To do:
Below are the records; copy exactly the stretch from the line containing "written like (303,238)." through the line containing "written like (182,39).", both ends included, and nothing else.

Natural language region descriptions:
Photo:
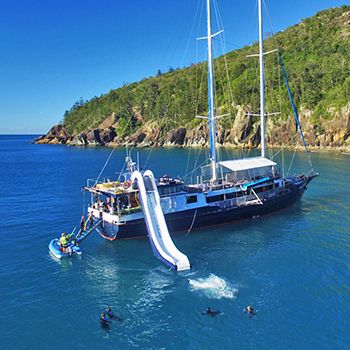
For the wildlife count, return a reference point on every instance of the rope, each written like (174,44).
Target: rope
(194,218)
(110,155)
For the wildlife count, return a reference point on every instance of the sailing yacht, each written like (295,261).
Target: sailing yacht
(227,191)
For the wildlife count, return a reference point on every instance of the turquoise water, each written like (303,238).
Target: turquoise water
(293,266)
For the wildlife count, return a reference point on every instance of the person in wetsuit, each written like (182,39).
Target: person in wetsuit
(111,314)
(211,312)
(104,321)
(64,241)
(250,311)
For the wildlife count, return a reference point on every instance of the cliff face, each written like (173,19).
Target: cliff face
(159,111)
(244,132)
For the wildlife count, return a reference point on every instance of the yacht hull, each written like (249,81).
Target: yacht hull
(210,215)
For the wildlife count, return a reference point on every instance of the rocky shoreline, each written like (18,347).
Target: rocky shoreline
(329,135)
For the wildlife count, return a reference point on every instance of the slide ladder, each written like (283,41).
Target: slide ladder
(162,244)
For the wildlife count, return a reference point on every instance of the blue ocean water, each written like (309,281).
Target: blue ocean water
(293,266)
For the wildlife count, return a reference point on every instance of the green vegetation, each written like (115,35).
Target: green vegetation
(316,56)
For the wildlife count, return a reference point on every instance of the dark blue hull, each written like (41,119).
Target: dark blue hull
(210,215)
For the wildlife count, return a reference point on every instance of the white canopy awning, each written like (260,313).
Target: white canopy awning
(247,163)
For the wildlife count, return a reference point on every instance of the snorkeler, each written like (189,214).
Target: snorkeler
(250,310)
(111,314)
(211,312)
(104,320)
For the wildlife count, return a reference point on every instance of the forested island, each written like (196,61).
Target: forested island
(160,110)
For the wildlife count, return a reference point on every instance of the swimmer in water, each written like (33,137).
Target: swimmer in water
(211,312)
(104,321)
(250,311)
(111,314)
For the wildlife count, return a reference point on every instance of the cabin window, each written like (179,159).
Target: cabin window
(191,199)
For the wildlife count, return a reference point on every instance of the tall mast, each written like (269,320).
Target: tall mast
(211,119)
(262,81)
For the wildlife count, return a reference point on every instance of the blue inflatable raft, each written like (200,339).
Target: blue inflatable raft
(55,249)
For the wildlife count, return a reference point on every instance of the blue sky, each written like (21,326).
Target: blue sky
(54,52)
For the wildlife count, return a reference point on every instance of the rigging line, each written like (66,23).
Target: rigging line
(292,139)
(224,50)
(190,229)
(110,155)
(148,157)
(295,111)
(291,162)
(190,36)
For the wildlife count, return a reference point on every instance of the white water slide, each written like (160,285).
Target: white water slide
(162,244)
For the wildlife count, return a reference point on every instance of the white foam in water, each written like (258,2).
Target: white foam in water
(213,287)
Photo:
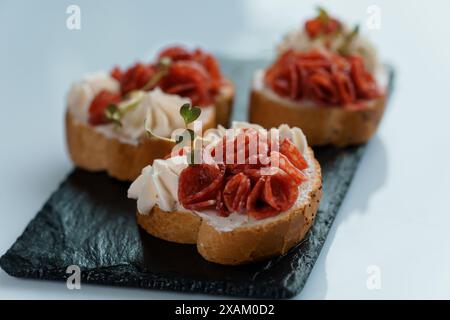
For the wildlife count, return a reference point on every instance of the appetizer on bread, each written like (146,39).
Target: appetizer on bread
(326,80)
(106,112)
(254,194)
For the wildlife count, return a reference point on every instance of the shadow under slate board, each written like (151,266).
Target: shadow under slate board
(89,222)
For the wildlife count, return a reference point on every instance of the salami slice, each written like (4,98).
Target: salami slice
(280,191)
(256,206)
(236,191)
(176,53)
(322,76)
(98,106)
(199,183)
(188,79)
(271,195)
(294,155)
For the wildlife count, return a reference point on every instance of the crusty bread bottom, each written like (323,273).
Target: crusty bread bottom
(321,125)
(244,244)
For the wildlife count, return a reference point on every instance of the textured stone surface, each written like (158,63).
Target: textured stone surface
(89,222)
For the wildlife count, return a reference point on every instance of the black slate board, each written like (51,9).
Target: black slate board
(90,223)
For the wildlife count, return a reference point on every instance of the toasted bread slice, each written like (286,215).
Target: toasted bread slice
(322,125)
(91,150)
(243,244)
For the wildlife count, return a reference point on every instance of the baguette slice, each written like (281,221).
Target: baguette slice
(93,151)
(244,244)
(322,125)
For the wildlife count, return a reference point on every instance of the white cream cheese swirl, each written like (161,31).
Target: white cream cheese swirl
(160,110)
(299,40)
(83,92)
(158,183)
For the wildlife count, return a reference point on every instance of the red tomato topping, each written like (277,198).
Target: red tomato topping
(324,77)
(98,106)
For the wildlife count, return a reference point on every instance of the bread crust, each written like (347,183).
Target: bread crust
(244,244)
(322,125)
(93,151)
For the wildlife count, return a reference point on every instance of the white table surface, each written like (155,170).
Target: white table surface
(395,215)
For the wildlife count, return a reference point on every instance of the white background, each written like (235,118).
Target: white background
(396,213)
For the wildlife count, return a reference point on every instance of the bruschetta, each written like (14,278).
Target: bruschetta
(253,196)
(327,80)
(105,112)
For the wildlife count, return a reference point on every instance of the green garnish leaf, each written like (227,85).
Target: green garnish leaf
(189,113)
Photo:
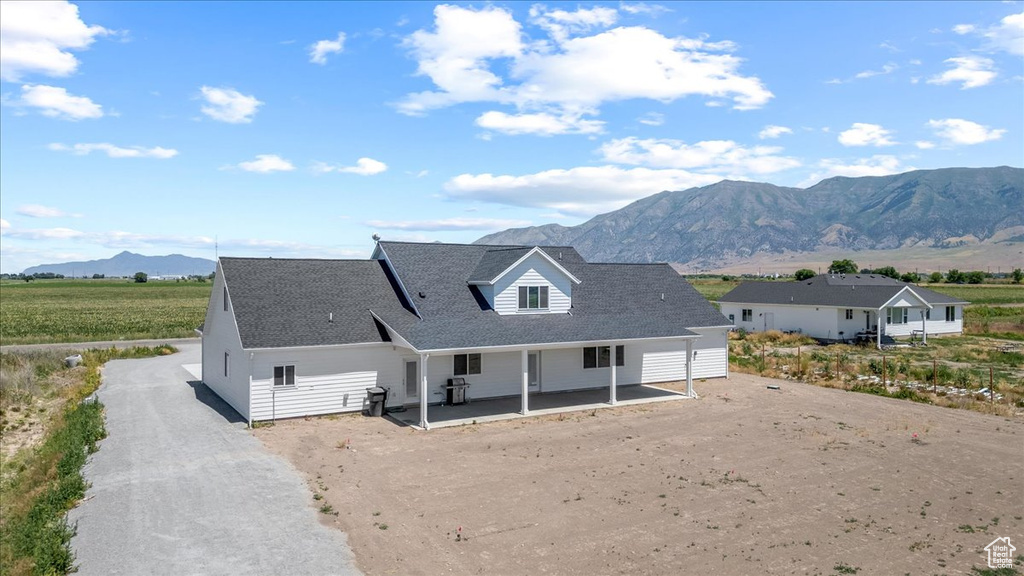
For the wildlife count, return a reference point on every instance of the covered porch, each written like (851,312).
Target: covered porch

Output of the exercise:
For the wildlife count, return a reference point on every instance of the turquoise water, each written like (303,238).
Target: turquoise water
(293,266)
For the wildlife count, return a reference point on every instance of the person in wetsuit, each written like (182,39).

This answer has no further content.